• INSTRUCTION
Starting at the line containing "Presence verification: does any tram tail" and ending at the line containing "0, 0, 104, 185", give the lines of the records below as a JSON list of strings, one string per line, with blank lines left out and both end lines included.

· · · ·

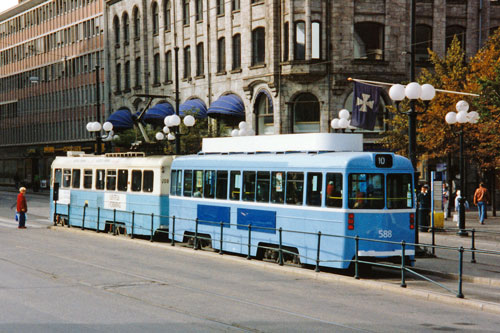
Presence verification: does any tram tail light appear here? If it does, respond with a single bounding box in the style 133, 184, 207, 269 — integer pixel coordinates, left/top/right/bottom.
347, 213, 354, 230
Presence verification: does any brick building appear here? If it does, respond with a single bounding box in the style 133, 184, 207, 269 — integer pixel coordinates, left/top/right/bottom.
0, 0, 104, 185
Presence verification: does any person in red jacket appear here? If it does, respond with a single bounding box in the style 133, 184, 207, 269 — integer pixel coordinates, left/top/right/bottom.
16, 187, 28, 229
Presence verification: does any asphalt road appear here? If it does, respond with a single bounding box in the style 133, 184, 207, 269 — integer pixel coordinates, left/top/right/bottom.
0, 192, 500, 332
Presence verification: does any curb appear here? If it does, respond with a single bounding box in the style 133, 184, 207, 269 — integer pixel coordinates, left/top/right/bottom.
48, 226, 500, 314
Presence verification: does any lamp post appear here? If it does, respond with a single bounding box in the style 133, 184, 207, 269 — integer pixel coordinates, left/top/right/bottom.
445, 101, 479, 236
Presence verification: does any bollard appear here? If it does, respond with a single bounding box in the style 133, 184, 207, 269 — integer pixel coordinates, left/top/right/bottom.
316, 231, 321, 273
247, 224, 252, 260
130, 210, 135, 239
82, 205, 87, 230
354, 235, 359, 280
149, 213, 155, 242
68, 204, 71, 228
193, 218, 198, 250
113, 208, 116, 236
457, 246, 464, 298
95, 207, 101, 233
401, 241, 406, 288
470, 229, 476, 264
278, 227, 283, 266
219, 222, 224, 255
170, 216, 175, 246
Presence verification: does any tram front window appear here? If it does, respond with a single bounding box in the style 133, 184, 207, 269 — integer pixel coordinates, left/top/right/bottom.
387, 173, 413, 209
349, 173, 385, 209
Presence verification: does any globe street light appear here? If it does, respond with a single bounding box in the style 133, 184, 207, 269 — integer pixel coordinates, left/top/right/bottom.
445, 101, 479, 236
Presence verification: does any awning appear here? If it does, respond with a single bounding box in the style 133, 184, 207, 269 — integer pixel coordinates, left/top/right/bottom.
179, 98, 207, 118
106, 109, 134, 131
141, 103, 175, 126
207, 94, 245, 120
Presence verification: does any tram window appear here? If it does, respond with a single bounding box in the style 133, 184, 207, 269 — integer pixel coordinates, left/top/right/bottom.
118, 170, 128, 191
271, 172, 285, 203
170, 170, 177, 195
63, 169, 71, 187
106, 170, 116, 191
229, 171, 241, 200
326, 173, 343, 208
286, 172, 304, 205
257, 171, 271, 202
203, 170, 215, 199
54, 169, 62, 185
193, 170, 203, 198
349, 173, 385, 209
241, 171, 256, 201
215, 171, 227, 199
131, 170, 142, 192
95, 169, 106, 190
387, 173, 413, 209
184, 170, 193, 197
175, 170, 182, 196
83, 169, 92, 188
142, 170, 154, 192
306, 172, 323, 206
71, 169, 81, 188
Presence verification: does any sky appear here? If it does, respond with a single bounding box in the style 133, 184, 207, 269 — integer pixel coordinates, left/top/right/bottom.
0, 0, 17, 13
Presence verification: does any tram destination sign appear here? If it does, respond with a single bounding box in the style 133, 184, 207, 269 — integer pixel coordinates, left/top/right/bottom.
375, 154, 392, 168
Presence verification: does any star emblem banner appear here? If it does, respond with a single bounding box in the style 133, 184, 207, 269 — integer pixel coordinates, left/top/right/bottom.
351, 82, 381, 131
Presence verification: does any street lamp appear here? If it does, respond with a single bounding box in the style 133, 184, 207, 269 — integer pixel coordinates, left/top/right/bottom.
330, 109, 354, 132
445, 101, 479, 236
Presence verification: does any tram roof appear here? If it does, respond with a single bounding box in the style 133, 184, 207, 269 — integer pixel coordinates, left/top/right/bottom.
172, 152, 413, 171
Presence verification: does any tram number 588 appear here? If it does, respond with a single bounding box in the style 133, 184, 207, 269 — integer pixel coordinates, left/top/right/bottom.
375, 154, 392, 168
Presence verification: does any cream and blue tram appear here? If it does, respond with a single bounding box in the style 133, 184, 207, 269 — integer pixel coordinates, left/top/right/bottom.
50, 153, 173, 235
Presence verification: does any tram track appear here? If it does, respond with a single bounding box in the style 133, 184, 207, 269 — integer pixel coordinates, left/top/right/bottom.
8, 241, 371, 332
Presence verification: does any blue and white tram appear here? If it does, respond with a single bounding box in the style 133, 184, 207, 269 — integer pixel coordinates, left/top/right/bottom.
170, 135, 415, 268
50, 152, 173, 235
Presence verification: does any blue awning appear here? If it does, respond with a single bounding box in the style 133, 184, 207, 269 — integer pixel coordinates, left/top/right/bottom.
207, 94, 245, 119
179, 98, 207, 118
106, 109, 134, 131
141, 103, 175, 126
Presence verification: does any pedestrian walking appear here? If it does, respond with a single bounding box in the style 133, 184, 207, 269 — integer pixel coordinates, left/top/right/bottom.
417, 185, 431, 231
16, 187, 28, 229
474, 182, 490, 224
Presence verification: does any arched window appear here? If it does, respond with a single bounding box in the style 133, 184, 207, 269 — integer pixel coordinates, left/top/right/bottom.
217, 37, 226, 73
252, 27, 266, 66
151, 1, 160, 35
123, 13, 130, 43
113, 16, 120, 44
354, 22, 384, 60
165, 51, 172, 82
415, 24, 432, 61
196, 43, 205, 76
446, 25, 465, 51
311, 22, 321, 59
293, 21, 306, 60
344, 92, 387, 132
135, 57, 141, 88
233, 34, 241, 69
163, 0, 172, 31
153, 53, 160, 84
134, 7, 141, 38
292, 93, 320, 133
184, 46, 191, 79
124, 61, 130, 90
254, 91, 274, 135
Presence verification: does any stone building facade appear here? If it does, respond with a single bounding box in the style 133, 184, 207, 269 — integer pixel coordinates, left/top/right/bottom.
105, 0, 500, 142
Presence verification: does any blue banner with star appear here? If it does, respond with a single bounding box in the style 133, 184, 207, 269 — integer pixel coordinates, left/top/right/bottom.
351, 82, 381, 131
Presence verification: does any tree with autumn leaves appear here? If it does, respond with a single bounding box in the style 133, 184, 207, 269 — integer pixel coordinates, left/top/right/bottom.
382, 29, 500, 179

· · · ·

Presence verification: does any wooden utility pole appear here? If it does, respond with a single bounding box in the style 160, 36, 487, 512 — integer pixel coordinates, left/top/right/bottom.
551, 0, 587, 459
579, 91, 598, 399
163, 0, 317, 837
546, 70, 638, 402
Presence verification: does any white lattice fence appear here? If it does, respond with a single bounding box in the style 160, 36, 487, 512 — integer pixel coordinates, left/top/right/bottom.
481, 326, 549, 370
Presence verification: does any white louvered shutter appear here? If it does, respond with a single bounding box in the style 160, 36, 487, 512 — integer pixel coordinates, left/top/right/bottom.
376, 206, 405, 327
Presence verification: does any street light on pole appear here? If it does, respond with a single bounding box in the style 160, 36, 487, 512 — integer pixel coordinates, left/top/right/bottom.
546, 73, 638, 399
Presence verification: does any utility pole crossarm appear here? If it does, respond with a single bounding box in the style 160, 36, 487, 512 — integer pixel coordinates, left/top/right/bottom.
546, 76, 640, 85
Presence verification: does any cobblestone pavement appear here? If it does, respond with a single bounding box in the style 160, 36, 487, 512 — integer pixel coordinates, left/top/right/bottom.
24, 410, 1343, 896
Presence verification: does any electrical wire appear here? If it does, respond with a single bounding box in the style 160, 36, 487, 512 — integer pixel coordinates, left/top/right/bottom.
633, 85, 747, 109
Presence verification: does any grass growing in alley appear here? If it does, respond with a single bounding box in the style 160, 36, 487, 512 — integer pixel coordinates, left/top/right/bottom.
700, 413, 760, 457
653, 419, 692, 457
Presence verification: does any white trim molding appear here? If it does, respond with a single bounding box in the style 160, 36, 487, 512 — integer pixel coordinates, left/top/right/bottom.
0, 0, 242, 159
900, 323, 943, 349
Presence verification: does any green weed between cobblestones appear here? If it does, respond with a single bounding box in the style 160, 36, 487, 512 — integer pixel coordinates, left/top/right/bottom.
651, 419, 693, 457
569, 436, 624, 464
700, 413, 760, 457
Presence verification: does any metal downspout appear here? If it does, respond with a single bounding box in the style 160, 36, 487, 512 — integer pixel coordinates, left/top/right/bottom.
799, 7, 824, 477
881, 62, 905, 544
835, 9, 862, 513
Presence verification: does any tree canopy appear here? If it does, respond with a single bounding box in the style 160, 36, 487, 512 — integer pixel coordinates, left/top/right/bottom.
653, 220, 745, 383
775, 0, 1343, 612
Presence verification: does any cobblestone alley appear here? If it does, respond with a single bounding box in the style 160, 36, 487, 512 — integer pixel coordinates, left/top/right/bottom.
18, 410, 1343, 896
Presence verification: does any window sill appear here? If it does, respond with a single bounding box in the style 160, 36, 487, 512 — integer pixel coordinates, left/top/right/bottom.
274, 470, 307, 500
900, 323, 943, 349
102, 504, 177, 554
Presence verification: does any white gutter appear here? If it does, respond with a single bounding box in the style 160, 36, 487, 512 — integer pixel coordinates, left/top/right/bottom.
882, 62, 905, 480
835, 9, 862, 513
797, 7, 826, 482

· · · ·

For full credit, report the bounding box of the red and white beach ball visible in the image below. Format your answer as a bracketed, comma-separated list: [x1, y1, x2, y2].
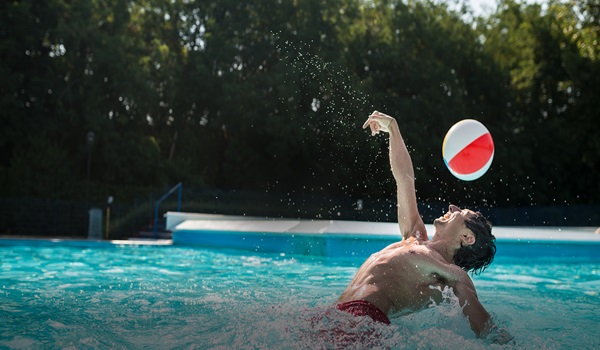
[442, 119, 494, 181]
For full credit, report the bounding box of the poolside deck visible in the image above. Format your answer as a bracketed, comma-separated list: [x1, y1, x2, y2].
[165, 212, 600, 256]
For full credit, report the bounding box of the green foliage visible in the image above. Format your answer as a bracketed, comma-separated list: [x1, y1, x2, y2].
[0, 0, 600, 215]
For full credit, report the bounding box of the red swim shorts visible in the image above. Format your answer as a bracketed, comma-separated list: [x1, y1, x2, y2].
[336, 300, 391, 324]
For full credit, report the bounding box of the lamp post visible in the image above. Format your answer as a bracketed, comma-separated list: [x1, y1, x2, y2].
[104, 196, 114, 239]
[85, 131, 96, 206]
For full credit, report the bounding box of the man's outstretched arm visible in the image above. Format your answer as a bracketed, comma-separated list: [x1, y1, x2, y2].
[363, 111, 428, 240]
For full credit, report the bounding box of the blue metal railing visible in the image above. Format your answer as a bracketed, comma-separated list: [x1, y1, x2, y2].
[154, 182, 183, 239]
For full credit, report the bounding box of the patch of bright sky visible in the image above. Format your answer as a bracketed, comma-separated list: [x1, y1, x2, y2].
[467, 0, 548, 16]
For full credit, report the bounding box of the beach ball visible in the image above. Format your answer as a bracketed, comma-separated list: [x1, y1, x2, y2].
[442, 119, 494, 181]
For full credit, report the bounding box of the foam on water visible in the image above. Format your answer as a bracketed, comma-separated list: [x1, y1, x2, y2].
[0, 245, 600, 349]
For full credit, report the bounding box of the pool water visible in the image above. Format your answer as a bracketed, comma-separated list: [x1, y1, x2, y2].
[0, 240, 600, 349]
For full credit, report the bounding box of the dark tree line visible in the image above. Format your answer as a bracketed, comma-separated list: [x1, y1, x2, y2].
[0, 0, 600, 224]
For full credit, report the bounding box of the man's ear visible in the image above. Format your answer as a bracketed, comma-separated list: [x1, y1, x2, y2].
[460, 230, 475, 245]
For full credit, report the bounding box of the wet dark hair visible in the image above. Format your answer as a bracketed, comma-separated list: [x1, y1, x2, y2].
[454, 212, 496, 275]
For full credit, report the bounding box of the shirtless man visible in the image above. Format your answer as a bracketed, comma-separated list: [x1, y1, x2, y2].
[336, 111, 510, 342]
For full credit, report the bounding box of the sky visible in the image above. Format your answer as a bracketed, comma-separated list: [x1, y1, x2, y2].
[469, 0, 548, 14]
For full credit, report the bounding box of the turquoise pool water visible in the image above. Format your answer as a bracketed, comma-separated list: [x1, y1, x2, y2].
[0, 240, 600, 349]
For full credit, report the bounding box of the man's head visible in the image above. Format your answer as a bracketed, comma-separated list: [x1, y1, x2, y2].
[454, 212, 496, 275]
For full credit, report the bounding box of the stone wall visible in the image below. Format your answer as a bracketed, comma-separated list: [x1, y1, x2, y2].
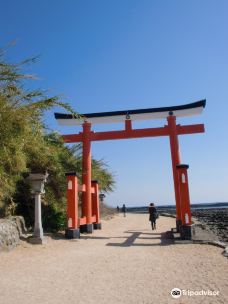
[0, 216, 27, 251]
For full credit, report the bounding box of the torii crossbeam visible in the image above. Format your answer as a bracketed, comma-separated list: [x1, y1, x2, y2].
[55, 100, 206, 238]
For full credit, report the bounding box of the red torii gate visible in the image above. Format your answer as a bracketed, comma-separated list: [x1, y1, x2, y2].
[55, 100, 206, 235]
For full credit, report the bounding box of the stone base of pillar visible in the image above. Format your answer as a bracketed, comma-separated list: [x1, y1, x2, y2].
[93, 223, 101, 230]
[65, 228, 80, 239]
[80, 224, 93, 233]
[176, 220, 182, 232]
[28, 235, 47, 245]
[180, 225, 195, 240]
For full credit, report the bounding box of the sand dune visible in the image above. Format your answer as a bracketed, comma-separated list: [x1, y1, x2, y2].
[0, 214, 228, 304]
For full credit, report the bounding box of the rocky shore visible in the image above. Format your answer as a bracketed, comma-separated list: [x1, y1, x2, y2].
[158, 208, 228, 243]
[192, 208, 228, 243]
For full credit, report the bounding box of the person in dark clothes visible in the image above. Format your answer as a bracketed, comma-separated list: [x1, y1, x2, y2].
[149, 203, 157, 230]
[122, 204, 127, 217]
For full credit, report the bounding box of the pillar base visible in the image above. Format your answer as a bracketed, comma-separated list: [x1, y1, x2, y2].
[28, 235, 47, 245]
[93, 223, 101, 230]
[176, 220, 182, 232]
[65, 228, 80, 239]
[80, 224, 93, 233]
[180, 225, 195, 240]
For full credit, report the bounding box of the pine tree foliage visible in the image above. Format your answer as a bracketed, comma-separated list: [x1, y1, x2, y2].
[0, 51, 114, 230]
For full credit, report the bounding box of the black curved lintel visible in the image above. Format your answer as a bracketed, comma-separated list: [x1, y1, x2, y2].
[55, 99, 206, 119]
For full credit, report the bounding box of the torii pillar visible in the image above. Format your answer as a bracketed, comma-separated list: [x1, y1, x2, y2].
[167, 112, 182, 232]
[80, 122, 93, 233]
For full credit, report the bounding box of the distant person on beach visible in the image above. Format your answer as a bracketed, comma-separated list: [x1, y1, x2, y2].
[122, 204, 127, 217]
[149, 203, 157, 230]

· · · ·

• ANSWER FOR THE TASK
[
  "Presence verification: does any tram tail light appear here? If it does, respond with a single bounding box in the style 133, 184, 207, 269 — integer pixel coordinates, left/top/right/bottom.",
  "347, 213, 354, 230",
  "Presence verification: does any brick building appear here? If it does, respond with a single bounding box in the style 133, 184, 207, 269 — integer pixel coordinates, left/top/right/bottom.",
  "0, 0, 104, 185"
]